Pull out every line of the listing below that contains the word "side".

━━━━━━━━━━

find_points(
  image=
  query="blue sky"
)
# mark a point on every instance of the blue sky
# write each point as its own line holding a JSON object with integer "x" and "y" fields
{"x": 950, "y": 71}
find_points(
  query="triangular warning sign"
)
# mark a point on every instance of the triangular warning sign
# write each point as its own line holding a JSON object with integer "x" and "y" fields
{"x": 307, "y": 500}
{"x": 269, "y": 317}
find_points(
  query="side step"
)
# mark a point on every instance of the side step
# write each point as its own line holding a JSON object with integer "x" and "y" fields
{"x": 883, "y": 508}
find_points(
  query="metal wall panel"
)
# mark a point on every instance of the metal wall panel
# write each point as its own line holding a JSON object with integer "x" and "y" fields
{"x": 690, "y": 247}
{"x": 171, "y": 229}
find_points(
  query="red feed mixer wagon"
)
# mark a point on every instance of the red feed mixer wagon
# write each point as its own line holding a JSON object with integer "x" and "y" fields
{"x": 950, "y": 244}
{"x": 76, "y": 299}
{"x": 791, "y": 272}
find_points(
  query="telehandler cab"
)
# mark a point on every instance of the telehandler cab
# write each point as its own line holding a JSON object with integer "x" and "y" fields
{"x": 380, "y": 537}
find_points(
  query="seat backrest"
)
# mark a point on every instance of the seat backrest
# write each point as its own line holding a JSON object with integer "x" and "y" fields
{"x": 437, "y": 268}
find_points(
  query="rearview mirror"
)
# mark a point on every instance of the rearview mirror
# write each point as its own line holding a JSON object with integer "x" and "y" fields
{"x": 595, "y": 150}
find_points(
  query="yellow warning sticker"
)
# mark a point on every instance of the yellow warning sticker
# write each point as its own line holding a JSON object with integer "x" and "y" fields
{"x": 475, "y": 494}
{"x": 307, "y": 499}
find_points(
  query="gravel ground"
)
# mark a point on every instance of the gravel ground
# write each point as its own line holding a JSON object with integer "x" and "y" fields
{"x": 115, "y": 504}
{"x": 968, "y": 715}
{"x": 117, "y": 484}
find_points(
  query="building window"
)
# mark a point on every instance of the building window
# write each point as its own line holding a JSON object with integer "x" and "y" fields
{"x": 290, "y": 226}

━━━━━━━━━━

The solution -
  query="side step"
# mark a point on every instance of the side step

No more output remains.